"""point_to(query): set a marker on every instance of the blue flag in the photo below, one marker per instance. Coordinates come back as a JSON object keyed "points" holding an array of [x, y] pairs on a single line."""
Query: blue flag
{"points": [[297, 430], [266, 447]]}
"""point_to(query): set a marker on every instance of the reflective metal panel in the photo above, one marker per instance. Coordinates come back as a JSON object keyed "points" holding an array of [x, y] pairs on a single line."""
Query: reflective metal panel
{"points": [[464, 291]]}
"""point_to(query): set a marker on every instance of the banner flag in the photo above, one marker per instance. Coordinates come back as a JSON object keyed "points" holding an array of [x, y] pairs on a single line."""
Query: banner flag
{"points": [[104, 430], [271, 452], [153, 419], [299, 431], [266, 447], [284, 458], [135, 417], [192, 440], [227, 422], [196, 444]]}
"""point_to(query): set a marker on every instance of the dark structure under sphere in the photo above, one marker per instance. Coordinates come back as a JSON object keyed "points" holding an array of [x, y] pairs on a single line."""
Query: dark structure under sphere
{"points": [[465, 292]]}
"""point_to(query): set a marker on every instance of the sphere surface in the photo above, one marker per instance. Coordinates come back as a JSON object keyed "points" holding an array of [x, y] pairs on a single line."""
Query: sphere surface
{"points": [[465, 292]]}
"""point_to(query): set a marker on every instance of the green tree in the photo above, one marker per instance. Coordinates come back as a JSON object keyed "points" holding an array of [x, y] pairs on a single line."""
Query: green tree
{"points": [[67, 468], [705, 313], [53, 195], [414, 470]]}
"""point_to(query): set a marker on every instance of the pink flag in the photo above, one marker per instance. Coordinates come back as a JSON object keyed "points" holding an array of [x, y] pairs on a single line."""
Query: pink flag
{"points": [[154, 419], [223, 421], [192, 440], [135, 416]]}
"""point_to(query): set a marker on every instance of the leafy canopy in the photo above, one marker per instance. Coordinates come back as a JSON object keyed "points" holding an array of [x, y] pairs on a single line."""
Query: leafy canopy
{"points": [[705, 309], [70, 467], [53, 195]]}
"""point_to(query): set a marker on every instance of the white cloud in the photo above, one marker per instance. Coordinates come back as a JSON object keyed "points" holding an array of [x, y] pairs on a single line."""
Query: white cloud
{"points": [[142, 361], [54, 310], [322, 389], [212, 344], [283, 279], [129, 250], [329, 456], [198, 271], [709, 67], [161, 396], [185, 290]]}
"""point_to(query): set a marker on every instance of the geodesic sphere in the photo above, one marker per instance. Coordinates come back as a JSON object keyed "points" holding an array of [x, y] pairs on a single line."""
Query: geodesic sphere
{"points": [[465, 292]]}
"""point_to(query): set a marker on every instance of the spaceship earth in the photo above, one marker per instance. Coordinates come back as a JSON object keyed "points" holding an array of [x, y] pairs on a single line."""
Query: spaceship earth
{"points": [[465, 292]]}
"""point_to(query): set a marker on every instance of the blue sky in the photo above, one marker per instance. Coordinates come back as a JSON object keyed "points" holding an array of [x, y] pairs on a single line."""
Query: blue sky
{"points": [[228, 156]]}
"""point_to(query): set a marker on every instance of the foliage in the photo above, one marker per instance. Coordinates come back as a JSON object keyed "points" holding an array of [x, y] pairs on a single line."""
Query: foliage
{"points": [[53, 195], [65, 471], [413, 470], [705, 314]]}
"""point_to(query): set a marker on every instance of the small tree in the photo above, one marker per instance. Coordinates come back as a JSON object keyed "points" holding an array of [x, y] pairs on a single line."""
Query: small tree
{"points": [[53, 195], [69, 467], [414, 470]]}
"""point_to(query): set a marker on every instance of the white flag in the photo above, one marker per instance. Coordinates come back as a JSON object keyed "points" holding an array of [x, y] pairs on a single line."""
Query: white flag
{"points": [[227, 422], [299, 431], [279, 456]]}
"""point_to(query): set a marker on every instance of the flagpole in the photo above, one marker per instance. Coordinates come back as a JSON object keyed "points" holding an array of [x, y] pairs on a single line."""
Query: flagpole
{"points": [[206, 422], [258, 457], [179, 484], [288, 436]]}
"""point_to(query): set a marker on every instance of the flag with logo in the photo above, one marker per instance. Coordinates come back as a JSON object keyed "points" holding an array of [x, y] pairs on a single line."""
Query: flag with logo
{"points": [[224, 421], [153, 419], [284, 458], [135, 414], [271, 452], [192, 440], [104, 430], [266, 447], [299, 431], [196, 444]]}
== == ==
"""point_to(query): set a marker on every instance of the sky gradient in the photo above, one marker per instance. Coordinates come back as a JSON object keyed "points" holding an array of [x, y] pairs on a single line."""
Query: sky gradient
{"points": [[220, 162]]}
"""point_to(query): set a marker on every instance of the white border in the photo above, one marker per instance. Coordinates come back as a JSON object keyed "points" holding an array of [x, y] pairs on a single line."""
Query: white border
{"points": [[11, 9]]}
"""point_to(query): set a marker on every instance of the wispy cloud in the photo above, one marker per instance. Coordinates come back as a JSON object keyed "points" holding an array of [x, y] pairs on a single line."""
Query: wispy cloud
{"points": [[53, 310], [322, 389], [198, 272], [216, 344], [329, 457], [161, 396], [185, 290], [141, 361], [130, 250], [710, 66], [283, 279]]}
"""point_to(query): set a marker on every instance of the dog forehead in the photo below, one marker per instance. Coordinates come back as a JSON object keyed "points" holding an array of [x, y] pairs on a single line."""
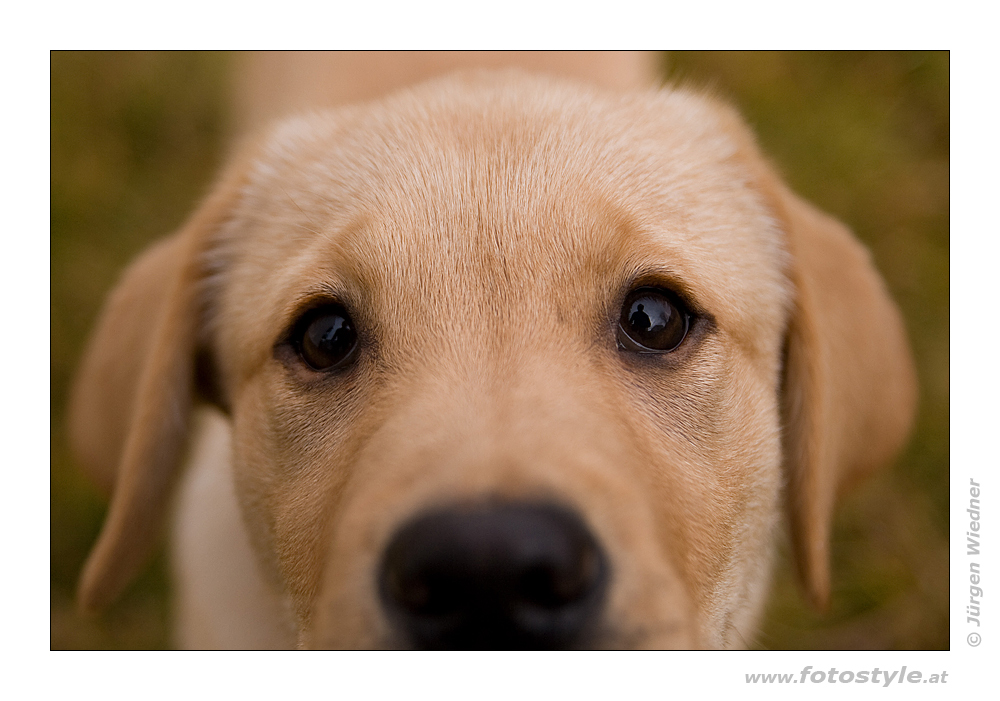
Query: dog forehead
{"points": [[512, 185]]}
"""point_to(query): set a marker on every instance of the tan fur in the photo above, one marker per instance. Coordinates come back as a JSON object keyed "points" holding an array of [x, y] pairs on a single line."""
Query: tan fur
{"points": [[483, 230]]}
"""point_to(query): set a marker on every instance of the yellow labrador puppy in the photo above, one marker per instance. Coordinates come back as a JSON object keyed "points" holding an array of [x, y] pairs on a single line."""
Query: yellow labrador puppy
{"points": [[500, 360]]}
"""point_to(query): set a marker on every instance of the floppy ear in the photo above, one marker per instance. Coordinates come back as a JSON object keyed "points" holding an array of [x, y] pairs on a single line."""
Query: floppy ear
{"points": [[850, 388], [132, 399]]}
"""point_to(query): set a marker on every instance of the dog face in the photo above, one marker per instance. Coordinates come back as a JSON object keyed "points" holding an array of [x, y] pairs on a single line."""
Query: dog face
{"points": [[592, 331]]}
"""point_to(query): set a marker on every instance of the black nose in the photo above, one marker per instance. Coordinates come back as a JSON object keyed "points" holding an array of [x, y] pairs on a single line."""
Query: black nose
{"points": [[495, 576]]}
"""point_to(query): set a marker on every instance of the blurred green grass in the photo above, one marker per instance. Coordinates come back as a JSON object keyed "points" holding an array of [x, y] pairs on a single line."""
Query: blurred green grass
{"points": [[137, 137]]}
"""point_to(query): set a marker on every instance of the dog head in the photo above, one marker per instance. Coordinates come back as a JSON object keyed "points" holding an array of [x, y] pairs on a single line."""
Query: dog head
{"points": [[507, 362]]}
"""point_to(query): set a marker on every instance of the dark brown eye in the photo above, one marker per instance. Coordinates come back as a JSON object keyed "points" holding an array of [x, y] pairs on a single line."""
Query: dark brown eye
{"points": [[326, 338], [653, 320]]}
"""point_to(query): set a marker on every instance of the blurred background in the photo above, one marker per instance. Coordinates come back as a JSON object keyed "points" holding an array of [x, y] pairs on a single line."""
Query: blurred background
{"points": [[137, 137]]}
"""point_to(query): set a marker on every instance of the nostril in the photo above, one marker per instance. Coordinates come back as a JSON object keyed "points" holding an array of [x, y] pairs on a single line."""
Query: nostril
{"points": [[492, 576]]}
== == ==
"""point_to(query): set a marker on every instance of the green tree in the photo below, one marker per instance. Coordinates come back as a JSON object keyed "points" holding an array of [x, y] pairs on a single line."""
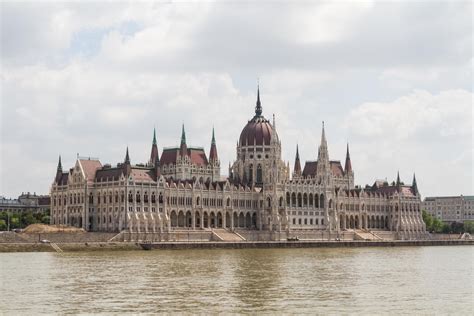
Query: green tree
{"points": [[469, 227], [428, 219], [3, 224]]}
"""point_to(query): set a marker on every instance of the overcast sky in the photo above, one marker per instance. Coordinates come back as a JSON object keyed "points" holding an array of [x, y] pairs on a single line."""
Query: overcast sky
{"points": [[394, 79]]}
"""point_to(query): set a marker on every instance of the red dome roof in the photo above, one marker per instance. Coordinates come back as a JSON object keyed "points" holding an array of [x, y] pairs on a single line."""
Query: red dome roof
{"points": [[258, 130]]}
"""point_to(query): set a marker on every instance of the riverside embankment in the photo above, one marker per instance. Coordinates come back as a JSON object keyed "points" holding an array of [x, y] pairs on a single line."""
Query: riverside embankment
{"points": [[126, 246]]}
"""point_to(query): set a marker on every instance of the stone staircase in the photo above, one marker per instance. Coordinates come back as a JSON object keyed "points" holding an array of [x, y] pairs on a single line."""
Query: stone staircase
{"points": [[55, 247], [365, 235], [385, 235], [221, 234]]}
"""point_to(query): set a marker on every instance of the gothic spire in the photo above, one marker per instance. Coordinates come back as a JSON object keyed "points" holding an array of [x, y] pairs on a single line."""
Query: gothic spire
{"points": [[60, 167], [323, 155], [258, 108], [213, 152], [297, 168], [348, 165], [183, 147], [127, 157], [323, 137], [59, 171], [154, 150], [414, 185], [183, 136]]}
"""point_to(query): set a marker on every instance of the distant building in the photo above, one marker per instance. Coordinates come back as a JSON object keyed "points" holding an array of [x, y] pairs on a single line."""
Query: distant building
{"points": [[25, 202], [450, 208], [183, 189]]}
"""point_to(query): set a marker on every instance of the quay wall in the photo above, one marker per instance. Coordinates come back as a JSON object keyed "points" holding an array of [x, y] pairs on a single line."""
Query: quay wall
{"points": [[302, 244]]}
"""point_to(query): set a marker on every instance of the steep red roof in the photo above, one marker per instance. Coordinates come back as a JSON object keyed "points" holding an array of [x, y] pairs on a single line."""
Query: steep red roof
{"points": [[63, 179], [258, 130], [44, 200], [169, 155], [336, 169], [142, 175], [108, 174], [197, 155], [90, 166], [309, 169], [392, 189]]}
== == ==
■ **What to work on**
Please return every line of the material above that contains the word "border", treating uppercase and lowercase as different.

■ **Correct output**
"""point_to(query): set a marker on every instance of the white border in the photo above, one marker per instance. Coordinates come back as a JSON object keyed "points" holding an array of [x, y] pairs on a single line."""
Query: white border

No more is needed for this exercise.